TASK DESCRIPTION: Set down, in full, every record in the block.

TASK DATA:

......

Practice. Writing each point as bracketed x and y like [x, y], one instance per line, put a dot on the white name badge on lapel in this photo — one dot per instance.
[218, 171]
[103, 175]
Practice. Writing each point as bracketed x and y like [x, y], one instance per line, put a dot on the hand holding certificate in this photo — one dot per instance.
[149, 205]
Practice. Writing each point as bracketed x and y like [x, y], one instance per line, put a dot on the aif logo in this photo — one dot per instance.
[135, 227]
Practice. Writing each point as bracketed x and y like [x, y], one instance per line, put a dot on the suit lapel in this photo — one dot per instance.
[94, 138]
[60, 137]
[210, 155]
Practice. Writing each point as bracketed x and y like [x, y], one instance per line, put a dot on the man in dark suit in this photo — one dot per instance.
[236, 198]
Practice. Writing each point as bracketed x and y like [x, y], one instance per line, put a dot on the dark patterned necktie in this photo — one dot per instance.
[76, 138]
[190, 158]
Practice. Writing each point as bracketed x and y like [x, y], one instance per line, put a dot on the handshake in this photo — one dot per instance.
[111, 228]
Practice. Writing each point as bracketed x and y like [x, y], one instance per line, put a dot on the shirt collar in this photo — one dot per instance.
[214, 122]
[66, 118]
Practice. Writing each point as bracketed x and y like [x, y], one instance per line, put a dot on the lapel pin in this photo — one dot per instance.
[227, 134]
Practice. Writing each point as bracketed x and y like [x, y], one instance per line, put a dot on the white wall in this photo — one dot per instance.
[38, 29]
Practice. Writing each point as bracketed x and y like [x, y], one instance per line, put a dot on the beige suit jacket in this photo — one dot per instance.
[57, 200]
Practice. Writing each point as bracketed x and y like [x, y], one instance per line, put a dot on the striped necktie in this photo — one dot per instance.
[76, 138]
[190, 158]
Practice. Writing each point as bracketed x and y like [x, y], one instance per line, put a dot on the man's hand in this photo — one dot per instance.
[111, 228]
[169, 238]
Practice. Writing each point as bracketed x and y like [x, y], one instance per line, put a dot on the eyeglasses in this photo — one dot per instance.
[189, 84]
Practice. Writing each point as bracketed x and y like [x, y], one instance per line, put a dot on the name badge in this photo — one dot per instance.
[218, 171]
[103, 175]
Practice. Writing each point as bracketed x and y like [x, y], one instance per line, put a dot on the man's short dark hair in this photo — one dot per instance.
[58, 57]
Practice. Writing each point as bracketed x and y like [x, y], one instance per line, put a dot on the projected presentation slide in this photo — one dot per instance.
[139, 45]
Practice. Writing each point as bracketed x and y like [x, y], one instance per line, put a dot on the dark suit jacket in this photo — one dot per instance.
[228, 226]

......

REPLY TO THE EXERCISE:
Practice. Writing each point as bracketed x and y like [x, y], one instance per line, put a dot on the white name badge on lapel in this photo — one dot per instance.
[218, 171]
[103, 175]
Practice. Writing each point as bracketed x and y like [x, y], one instance per line, put a dot on the hand holding certificate in this photo — one dot per instance.
[149, 205]
Practice. Writing each point as bracketed x and y like [x, y], one instance per line, put a dot on the aif logo in this photo — one dot per instance.
[135, 227]
Practice. Writing each point as bracketed x and y like [x, y], one instance per line, put a dot on the suit lapel in this photo — one dot per instance.
[94, 138]
[60, 137]
[210, 155]
Practice. Writing each point as bracketed x and y like [x, y], one instance per line, put a dot on the man in dark suit in this photo — one dot per instance.
[236, 198]
Practice. Writing each point as bracketed x and y like [x, y], one instance per line, put a dot on the dark patterned necktie in this photo — one dot per instance.
[76, 138]
[190, 158]
Practice. Writing each point as bracketed x and y like [x, y], one instance per line, put a dot on the handshake in this photo — one dot per instance.
[111, 228]
Practice. Writing each point as bracketed x and y like [x, y], one instance per line, put a dot on the shirt collar in this photo — one dot per instance.
[214, 122]
[66, 118]
Practice. Writing each point as bracketed x and y like [x, y], one instance per line, put a dot on the lapel pin in this photo — one dot per instance.
[227, 134]
Practice. Writing each point as bracketed x and y like [x, y], one instance per line, put a dot on the white wall in this photo — one dot per instance.
[38, 29]
Practice. Writing each point as bracketed x and y like [x, y], one instance per line, put a dot on the beige suit jacket in this photo — one dot per instance.
[57, 200]
Practice. Writing each point as bracketed x and y like [x, y], one instance per line, put a dot on the striped necktie in this photo — one dot per instance.
[76, 138]
[190, 158]
Practice. Writing each point as bracketed x and y like [x, y], one instance per line, put a dot on the man's hand in this photo — one dot per instance.
[111, 228]
[169, 238]
Practice. Writing each point as bracketed x and y like [x, y], one instance per line, put a dot on the eyeglasses in this photo — one dot per instance.
[189, 84]
Practice. Writing each point as bracketed x and y like [x, y], one instance per line, put a dot on the name badge in this photo — one dot per instance.
[218, 171]
[103, 175]
Practice. Writing each point as bracketed x and y like [x, y], one instance per line, put a dot on the man's short dark hair in this photo — one dot per instance.
[58, 57]
Practice. Writing each point as bracketed x and y like [x, y], one instance per line, put a dot on the projected presentation slide in this photo — one dot per instance.
[139, 45]
Practice. Writing each point as bracketed x and y like [x, y], one instance per line, put a dot on the dark suit jacket in this photo — one dot per instance.
[228, 226]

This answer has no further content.